What you are asked to do:
Show each line of the material below that contains the string "lawn", copied in full. Matching is case-sensitive.

Exercise materials:
┄┄┄┄┄┄┄┄┄┄┄┄┄┄┄┄┄┄┄┄

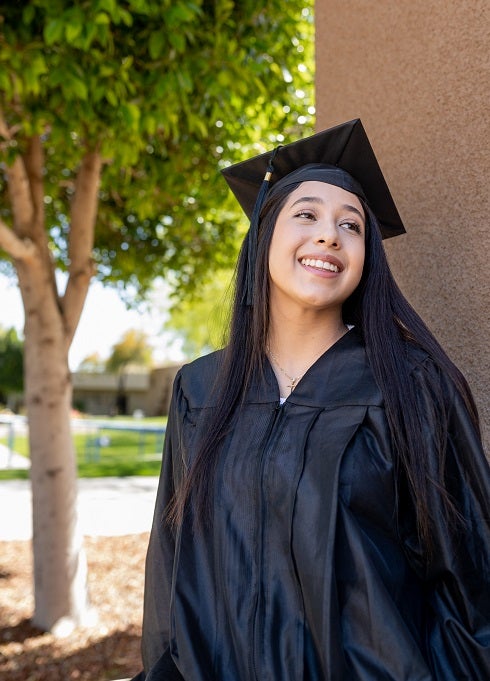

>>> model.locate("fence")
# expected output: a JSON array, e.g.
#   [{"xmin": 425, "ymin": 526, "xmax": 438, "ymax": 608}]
[{"xmin": 0, "ymin": 416, "xmax": 165, "ymax": 468}]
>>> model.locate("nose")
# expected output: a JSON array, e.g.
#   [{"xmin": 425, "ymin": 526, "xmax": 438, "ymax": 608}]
[{"xmin": 315, "ymin": 221, "xmax": 340, "ymax": 248}]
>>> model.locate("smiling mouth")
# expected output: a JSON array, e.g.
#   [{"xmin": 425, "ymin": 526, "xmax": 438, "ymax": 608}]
[{"xmin": 300, "ymin": 258, "xmax": 340, "ymax": 272}]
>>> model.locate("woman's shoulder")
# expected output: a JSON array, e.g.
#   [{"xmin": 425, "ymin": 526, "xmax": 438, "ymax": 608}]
[{"xmin": 177, "ymin": 350, "xmax": 224, "ymax": 408}]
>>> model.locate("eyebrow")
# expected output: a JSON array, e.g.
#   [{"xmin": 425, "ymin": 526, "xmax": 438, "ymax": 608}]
[{"xmin": 291, "ymin": 196, "xmax": 366, "ymax": 222}]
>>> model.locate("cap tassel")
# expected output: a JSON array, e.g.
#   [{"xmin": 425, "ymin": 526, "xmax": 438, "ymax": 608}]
[{"xmin": 242, "ymin": 145, "xmax": 282, "ymax": 305}]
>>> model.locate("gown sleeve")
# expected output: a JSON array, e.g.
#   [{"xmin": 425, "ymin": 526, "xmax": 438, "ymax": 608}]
[
  {"xmin": 401, "ymin": 358, "xmax": 490, "ymax": 681},
  {"xmin": 135, "ymin": 372, "xmax": 187, "ymax": 681}
]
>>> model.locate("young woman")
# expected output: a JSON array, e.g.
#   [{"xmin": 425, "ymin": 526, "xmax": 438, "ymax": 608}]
[{"xmin": 132, "ymin": 120, "xmax": 490, "ymax": 681}]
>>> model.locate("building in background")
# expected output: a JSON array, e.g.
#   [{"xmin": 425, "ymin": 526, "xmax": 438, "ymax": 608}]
[
  {"xmin": 315, "ymin": 0, "xmax": 490, "ymax": 445},
  {"xmin": 72, "ymin": 364, "xmax": 181, "ymax": 416}
]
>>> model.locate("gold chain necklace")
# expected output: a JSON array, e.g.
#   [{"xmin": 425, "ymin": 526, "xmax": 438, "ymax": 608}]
[{"xmin": 267, "ymin": 347, "xmax": 304, "ymax": 392}]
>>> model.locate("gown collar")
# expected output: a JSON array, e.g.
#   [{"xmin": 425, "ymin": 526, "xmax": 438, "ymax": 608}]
[{"xmin": 249, "ymin": 329, "xmax": 383, "ymax": 407}]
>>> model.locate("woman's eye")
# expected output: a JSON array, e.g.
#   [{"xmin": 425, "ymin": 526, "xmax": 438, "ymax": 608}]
[
  {"xmin": 340, "ymin": 220, "xmax": 362, "ymax": 234},
  {"xmin": 294, "ymin": 210, "xmax": 315, "ymax": 220}
]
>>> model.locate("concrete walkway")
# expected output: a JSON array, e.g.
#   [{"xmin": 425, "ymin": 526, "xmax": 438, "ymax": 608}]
[
  {"xmin": 0, "ymin": 444, "xmax": 31, "ymax": 468},
  {"xmin": 0, "ymin": 476, "xmax": 158, "ymax": 541}
]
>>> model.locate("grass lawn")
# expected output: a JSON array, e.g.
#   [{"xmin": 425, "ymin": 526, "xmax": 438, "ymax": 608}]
[{"xmin": 0, "ymin": 417, "xmax": 164, "ymax": 480}]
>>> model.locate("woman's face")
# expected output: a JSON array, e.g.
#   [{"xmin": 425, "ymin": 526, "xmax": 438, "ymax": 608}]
[{"xmin": 269, "ymin": 181, "xmax": 366, "ymax": 316}]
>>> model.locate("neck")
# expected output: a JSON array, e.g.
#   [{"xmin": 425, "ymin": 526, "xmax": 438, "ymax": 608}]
[{"xmin": 268, "ymin": 310, "xmax": 347, "ymax": 397}]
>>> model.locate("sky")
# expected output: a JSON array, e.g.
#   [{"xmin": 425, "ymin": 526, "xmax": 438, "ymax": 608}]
[{"xmin": 0, "ymin": 275, "xmax": 182, "ymax": 371}]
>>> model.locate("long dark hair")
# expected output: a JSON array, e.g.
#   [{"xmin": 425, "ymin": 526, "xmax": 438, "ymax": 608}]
[{"xmin": 170, "ymin": 179, "xmax": 479, "ymax": 549}]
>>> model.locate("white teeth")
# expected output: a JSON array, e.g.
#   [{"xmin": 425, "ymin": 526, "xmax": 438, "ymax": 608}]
[{"xmin": 301, "ymin": 258, "xmax": 340, "ymax": 272}]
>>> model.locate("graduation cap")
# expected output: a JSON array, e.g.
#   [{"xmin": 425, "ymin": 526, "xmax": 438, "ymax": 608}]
[{"xmin": 222, "ymin": 118, "xmax": 405, "ymax": 305}]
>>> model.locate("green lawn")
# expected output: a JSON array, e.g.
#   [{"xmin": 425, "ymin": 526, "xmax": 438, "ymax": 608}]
[{"xmin": 0, "ymin": 418, "xmax": 164, "ymax": 480}]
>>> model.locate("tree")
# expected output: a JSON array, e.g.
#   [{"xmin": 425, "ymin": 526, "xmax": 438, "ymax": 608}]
[
  {"xmin": 165, "ymin": 270, "xmax": 233, "ymax": 359},
  {"xmin": 0, "ymin": 0, "xmax": 314, "ymax": 631},
  {"xmin": 0, "ymin": 328, "xmax": 24, "ymax": 404}
]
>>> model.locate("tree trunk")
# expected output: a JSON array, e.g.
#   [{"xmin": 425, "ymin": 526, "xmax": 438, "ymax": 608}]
[
  {"xmin": 0, "ymin": 129, "xmax": 102, "ymax": 635},
  {"xmin": 20, "ymin": 267, "xmax": 93, "ymax": 635}
]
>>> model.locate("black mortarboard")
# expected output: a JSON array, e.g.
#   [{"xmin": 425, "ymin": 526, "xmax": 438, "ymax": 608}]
[{"xmin": 222, "ymin": 118, "xmax": 405, "ymax": 305}]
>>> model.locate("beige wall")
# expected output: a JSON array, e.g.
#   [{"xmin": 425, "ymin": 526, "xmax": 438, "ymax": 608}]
[{"xmin": 316, "ymin": 0, "xmax": 490, "ymax": 444}]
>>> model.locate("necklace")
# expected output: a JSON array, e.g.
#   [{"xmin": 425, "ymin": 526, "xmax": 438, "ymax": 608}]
[{"xmin": 267, "ymin": 347, "xmax": 304, "ymax": 392}]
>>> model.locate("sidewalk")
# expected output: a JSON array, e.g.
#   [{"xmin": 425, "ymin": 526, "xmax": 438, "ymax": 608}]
[
  {"xmin": 0, "ymin": 476, "xmax": 158, "ymax": 541},
  {"xmin": 0, "ymin": 444, "xmax": 31, "ymax": 469}
]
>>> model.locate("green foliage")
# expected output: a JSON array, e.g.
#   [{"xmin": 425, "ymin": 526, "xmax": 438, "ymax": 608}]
[
  {"xmin": 0, "ymin": 328, "xmax": 24, "ymax": 402},
  {"xmin": 0, "ymin": 0, "xmax": 314, "ymax": 293},
  {"xmin": 165, "ymin": 270, "xmax": 233, "ymax": 359}
]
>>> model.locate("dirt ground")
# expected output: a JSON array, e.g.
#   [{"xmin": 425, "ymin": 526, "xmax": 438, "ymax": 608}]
[{"xmin": 0, "ymin": 534, "xmax": 149, "ymax": 681}]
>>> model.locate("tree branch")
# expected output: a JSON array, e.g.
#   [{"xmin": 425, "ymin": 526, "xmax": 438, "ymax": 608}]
[
  {"xmin": 0, "ymin": 109, "xmax": 34, "ymax": 238},
  {"xmin": 23, "ymin": 135, "xmax": 45, "ymax": 238},
  {"xmin": 0, "ymin": 219, "xmax": 36, "ymax": 262},
  {"xmin": 61, "ymin": 150, "xmax": 102, "ymax": 342}
]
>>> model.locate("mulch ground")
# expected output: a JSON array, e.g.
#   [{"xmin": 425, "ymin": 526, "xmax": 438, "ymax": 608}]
[{"xmin": 0, "ymin": 534, "xmax": 149, "ymax": 681}]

┄┄┄┄┄┄┄┄┄┄┄┄┄┄┄┄┄┄┄┄

Answer to this task:
>>> model.locate("grass lawn")
>>> model.locate("green lawn")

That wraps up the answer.